Passados os anos, constatou-se que muitas injustiças ficavam evidenciadas quando da morte ou término de um relacionamento extraconjugal, no qual houve construção de patrimônio pelos partícipes da relação. Com isso, visando amenizar tamanhas injustiças, equiparou-se o concubinato à sociedade de fato, trazendo a matéria para a ótica do direito obrigacional.

O Direito de Família no nosso ordenamento jurídico não admite a bigamia, razão pela qual, o concubinato adulterino é insuscetível de gerar outros efeitos que não o meramente patrimonial, admitindo-se somente a sociedade de fato. [01]

Na resolução de questões patrimoniais, adota-se, com inúmeras discussões, a teoria da sociedade de fato para ser aplicada em relacionamentos concomitantes a um casamento, posto que, nesse caso, entende-se que não existe família propriamente dita, e, sim, mera sociedade de fato entre as partes.

Segundo orientação dominante, as relações dos concubinos adulterinos receberiam incidência das normas de direito obrigacional, aproximando a partilha dos bens comuns as dos sócios de uma sociedade comum. [02]

Ficando demonstrada a colaboração direta de ambos os integrantes da relação para o aumento patrimonial, a problemática torna-se mais fácil de ser solucionada com a equiparação desta relação à sociedade de fato. O problema surge quando o esforço não é direto.

Quando o esforço dos concubinos é ocasionado de forma indireta, o que ocorre na maioria das vezes com a mulher, se a mesma comprovar que o aumento patrimonial só ocorreu com base no suporte doméstico prestado por ela, poderá exigir indenização por serviços prestados durante o tempo que durou a relação. [03]

Procura-se com esta indenização não deixar a concubina desamparada, promovendo automaticamente o enriquecimento ilícito do homem e de sua esposa ou companheira que é abrigada pela lei. Esta indenização, para alguns doutrinadores, é considerada degradante, ferindo fortemente o princípio da dignidade da pessoa humana.

→ **REGISTROS EXIBIDOS**
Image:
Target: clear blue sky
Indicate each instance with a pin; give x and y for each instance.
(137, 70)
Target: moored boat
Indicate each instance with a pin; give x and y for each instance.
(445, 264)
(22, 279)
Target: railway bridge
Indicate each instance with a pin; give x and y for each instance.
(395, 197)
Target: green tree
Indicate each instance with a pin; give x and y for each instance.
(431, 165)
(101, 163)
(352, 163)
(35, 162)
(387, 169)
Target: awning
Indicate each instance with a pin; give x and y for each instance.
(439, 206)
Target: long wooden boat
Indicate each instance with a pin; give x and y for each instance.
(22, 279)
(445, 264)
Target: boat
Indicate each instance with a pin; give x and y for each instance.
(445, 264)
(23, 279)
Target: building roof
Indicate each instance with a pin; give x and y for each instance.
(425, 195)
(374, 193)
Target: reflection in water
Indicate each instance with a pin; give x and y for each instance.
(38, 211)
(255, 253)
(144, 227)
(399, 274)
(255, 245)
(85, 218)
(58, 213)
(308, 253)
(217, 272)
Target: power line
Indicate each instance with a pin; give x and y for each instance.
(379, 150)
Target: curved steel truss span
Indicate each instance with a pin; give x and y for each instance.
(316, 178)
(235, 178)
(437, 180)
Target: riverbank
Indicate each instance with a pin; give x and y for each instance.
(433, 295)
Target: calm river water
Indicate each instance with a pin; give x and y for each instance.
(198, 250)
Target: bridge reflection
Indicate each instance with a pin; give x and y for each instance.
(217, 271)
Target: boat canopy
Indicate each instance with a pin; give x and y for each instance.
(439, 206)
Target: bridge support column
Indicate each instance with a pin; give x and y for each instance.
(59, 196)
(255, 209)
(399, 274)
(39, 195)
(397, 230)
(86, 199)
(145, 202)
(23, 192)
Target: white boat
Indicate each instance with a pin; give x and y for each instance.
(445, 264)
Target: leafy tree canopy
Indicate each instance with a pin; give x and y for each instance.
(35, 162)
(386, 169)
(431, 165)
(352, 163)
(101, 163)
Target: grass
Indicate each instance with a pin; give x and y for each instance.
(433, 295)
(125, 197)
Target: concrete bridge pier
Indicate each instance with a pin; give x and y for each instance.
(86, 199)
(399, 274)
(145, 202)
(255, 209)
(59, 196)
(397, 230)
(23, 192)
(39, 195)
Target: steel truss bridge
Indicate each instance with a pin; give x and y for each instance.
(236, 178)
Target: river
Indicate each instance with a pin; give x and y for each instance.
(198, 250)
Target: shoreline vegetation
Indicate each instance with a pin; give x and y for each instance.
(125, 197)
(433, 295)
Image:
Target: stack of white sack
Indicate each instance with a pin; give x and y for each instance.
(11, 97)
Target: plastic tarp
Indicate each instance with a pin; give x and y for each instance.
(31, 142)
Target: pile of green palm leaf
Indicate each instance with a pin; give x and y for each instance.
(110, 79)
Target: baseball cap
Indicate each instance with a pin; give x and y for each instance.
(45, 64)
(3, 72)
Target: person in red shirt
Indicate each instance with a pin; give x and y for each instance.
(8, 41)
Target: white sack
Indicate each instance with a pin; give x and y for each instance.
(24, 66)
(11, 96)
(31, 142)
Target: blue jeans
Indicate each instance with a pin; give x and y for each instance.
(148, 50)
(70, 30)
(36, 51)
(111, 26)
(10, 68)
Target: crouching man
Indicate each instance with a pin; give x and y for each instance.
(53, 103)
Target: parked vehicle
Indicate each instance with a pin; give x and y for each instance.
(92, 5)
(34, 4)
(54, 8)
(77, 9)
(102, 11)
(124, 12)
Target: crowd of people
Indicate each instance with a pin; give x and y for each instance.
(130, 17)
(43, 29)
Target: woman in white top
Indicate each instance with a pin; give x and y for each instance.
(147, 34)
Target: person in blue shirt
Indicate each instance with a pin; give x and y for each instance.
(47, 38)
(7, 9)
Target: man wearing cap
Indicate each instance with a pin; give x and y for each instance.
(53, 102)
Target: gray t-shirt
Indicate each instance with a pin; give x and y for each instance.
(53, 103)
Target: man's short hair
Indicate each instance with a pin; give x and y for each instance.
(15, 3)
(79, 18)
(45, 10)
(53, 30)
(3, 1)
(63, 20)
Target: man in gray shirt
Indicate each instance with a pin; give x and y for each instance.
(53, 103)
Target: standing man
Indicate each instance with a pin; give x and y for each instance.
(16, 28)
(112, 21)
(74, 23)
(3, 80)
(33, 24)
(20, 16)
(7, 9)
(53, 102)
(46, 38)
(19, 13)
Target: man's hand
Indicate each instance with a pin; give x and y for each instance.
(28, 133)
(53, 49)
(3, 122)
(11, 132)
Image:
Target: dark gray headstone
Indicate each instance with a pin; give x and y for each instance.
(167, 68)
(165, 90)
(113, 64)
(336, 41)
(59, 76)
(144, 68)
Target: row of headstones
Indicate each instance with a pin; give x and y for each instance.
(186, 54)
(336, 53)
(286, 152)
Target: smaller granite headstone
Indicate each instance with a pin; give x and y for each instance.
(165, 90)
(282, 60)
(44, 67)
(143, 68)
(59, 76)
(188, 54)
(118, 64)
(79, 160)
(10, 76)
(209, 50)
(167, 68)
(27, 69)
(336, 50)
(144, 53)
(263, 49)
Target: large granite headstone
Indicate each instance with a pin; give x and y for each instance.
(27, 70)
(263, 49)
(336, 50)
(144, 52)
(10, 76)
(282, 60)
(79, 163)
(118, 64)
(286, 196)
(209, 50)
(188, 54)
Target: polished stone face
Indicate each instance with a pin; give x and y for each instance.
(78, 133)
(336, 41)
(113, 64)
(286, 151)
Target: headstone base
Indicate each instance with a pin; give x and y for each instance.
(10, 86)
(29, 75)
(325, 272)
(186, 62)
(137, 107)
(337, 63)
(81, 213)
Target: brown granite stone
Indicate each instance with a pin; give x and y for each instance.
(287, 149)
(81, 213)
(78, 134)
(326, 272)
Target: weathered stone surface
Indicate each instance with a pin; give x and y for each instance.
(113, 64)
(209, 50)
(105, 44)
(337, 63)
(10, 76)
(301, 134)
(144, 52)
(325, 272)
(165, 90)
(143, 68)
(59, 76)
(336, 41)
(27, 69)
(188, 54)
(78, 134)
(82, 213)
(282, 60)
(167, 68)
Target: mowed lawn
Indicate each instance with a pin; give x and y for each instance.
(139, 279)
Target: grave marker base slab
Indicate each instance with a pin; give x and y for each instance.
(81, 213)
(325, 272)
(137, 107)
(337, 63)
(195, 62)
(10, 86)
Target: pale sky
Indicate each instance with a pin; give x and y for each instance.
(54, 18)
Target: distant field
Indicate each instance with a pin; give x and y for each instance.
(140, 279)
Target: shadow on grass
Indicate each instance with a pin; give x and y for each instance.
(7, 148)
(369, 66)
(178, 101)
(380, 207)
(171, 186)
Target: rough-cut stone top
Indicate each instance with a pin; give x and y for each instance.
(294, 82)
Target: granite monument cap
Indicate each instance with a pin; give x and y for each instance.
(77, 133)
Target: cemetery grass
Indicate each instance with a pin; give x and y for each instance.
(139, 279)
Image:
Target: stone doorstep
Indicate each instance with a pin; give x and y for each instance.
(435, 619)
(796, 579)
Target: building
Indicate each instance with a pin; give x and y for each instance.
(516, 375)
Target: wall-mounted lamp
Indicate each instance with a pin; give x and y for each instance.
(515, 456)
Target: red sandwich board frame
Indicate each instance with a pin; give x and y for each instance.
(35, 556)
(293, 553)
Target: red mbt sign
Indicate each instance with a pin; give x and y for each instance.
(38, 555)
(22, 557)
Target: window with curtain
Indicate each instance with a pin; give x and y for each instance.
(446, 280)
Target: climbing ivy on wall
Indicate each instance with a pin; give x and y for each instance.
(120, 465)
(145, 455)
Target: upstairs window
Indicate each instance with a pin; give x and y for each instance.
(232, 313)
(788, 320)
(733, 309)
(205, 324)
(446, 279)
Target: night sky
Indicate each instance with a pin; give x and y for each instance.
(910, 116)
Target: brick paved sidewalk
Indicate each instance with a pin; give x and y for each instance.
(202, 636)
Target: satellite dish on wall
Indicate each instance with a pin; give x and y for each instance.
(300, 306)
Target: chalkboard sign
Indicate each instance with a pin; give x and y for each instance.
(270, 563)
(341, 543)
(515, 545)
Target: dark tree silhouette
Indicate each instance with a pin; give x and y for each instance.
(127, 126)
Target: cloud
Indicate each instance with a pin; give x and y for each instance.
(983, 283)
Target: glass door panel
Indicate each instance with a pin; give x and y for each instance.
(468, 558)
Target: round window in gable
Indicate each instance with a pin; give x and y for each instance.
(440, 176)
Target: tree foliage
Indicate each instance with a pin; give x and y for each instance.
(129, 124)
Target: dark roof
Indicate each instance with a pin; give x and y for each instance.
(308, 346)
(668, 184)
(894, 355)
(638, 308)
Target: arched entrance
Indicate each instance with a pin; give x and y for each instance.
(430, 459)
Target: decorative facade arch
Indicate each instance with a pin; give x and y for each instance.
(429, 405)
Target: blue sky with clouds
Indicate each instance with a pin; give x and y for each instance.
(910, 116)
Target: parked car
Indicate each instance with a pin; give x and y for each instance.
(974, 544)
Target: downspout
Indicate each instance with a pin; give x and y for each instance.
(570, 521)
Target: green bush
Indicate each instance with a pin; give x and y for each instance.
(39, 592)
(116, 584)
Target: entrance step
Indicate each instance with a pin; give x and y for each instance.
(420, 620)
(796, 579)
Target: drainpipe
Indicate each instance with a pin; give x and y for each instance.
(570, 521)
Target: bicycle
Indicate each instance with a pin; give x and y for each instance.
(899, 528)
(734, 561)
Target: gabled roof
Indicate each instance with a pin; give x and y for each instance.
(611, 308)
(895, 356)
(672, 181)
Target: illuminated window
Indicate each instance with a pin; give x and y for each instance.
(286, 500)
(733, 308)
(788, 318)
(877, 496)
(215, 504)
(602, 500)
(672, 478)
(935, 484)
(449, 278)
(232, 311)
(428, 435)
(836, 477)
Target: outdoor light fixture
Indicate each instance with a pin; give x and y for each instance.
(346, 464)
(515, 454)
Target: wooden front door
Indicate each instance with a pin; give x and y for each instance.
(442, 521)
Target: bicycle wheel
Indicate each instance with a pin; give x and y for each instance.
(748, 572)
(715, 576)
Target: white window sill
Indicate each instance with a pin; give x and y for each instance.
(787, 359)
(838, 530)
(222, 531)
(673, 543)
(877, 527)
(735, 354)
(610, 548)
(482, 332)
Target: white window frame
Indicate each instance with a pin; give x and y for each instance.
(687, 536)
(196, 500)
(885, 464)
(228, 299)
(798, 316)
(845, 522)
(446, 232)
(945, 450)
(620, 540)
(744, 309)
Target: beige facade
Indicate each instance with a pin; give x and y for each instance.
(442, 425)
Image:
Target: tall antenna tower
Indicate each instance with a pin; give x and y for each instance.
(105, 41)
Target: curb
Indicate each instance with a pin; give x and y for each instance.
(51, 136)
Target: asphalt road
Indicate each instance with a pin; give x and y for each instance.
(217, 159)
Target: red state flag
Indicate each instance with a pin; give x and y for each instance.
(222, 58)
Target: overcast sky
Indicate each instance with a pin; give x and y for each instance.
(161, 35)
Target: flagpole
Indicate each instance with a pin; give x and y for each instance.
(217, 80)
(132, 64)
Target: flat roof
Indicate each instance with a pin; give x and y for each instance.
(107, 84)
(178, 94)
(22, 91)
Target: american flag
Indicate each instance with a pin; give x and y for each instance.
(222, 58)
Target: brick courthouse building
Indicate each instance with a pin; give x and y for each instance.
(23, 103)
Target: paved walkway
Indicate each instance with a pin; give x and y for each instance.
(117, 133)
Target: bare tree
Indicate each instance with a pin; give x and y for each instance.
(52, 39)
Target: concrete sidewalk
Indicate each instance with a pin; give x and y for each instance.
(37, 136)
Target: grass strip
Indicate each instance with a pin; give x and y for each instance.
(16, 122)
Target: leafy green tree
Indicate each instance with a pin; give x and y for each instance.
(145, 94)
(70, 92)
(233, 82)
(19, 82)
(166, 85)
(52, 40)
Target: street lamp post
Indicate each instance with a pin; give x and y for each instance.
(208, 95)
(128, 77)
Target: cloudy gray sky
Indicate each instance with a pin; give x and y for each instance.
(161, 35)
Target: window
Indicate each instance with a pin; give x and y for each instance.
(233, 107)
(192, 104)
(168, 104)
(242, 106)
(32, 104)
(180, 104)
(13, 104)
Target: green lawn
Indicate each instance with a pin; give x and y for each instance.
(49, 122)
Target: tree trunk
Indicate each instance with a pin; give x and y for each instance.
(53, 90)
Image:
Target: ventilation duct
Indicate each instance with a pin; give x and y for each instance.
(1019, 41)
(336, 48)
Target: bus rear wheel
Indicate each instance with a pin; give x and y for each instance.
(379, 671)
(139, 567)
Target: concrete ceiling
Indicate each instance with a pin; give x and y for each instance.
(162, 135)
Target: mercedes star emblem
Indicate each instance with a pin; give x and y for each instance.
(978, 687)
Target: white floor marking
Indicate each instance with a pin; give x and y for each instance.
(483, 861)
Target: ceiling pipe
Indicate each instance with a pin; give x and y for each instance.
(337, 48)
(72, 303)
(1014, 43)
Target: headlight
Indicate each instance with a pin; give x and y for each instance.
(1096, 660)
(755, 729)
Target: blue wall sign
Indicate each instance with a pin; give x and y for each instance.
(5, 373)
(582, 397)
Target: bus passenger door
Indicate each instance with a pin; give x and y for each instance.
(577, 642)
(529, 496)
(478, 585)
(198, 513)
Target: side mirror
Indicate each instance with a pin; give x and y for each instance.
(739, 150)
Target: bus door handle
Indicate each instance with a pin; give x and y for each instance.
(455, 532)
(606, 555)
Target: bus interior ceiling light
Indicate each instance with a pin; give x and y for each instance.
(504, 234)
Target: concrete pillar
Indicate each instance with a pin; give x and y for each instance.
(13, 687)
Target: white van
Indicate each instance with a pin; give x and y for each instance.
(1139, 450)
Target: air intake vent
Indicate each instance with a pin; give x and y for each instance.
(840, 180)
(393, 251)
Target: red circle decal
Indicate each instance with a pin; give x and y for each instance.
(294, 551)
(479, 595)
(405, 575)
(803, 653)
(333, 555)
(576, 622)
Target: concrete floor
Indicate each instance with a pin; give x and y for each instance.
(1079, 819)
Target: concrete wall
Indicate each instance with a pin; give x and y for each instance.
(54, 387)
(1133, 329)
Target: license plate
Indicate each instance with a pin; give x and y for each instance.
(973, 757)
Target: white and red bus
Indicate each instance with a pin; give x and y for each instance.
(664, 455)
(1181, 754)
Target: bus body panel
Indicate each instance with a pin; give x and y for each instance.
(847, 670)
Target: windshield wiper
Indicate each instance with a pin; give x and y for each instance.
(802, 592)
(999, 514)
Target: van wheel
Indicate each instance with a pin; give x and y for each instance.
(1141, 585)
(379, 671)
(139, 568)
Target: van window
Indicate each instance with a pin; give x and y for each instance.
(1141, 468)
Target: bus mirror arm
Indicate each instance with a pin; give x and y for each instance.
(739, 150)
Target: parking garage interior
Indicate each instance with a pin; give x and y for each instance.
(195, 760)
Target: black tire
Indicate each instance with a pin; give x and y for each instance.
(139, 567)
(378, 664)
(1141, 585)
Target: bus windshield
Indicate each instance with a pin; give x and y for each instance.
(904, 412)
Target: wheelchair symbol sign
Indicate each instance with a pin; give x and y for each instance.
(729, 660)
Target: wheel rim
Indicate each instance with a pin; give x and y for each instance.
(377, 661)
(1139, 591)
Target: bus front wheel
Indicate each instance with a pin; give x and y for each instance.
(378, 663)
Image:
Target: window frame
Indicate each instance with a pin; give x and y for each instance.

→ **ENUNCIADO DA TAREFA**
Segundo a página, a que se equiparou o concubinato para amenizar as injustiças no fim de um relacionamento extraconjugal? Não é preciso consultar os registros.

→ **RESPOSTA DA TAREFA**
À sociedade de fato.